*Tâches à réaliser*:
- 1) Répondez aux questions suivantes d'après l'extrait sur la fabrication du gin.
(a) Quel procédé d'aromatisation consiste en une percolation en l'absence d'oxygène ?
(b) Pendant combien de temps le gin est-il généralement stocké après la distillation ?
(c) Quelle couleur prend le gin stocké dans des fûts de chêne ?
- 2) Reproduisez à l'identique tout ce qui va de « Les producteurs sont libres » jusqu'à « douce des arômes. » dans l'extrait sur la fabrication du gin.

*Extrait choisi*:

=-=-=-=-=

Les producteurs sont libres dans le choix de la méthode d’aromatisation, certains combinent même la macération et la percolation. Ces dernières années, d’anciennes méthodes ont en outre été remises au goût du jour, car le type d’aromatisation influence fortement le goût du gin et les producteurs sont très enclins à expérimenter. Parmi ces procédés, on retrouve la distillation sous vide, c’est-à-dire une percolation en l’absence d’oxygène. Le vide permet de distiller à une température nettement plus basse, pour une extraction plus douce des arômes.
Stockage et mise en bouteille
On pourrait croire que la distillation est la dernière étape du processus, mais le gin est généralement stocké pendant quelques semaines. Les arômes ont ainsi le temps de s’assembler, de sorte qu’ils s’harmonisent mieux dans le gin fini. Ce stockage se fait généralement dans des récipients neutres afin de ne pas influencer davantage le goût : ballons en verre, cuves en acier, faïence, etc. Certains producteurs, comme Radermacher en Belgique, stockent leur gin dans des fûts de chêne pour en développer le goût, comme c’est le cas pour le whisky. Le gin absorbe ainsi des arômes supplémentaires du bois et prend une couleur brunâtre. Sans stockage en fût, le gin reste transparent.

=-=-=-=-=

*Extrait de données*:

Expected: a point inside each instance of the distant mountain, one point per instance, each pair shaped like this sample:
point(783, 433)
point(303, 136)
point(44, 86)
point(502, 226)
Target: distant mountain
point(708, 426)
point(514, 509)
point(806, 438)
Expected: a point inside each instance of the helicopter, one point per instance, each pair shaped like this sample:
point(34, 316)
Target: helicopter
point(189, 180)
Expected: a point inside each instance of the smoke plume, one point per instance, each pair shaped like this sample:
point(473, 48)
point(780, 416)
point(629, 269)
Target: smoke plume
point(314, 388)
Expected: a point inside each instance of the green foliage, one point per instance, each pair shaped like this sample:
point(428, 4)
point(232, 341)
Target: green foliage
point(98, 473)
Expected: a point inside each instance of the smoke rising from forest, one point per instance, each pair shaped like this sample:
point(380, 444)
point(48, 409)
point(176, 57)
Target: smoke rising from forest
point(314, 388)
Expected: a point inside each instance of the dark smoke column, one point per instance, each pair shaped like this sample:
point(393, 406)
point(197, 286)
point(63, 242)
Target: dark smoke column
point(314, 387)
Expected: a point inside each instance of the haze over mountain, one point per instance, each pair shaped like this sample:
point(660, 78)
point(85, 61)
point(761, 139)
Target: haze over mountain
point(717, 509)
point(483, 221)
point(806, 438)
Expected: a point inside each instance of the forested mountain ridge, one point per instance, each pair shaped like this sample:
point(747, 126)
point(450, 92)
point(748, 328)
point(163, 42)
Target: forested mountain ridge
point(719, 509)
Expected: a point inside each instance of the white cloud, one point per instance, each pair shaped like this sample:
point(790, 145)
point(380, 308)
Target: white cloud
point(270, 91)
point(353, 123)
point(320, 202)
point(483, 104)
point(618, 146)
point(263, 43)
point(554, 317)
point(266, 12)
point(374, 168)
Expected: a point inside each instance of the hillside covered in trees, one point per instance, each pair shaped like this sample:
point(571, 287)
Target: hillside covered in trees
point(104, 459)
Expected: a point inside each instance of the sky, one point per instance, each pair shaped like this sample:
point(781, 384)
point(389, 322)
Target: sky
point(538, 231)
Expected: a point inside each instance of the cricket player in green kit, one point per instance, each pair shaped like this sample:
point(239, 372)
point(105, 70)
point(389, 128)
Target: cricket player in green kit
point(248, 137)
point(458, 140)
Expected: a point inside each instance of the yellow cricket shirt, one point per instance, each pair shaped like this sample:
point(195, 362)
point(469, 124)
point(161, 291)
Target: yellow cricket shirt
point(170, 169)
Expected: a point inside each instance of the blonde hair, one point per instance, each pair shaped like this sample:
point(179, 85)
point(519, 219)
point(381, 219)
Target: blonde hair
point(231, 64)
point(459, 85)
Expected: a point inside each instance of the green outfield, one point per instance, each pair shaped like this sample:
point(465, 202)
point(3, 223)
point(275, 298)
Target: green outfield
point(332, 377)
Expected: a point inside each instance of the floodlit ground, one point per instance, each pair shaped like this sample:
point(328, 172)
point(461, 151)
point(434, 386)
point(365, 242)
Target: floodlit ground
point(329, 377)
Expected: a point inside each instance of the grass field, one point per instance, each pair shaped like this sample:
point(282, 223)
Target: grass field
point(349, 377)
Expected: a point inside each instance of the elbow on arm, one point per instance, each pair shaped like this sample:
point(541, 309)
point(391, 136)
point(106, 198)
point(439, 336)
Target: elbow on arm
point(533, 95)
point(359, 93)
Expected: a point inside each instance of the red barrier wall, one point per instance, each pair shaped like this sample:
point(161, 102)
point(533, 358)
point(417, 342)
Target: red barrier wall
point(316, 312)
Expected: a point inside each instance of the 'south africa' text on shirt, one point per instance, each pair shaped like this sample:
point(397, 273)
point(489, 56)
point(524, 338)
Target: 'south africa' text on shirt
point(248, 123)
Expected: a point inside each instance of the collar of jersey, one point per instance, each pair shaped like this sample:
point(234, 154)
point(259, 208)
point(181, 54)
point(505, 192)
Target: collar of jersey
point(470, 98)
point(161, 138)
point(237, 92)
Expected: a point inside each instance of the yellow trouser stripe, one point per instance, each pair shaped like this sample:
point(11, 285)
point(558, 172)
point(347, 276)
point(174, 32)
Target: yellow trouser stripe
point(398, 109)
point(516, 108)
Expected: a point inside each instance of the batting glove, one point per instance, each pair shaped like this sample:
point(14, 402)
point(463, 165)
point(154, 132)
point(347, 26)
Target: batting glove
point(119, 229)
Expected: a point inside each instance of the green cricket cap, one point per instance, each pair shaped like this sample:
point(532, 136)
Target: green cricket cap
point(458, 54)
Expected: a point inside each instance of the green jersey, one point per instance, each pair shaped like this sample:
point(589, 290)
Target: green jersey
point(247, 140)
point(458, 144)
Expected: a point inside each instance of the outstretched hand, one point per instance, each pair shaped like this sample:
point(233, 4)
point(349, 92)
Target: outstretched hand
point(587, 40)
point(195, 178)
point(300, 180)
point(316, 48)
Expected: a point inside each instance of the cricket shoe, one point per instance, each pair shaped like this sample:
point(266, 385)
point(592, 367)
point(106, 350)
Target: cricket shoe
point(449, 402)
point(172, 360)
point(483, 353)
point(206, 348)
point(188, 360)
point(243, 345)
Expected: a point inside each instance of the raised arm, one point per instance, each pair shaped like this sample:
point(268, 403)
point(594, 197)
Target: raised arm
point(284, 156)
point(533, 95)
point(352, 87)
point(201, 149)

=-=-=-=-=

*Solutions par tâche*:
- 1)
(a) La distillation sous vide.
(b) Quelques semaines.
(c) Une couleur brunâtre.

- 2)
Les producteurs sont libres dans le choix de la méthode d’aromatisation, certains combinent même la macération et la percolation. Ces dernières années, d’anciennes méthodes ont en outre été remises au goût du jour, car le type d’aromatisation influence fortement le goût du gin et les producteurs sont très enclins à expérimenter. Parmi ces procédés, on retrouve la distillation sous vide, c’est-à-dire une percolation en l’absence d’oxygène. Le vide permet de distiller à une température nettement plus basse, pour une extraction plus douce des arômes.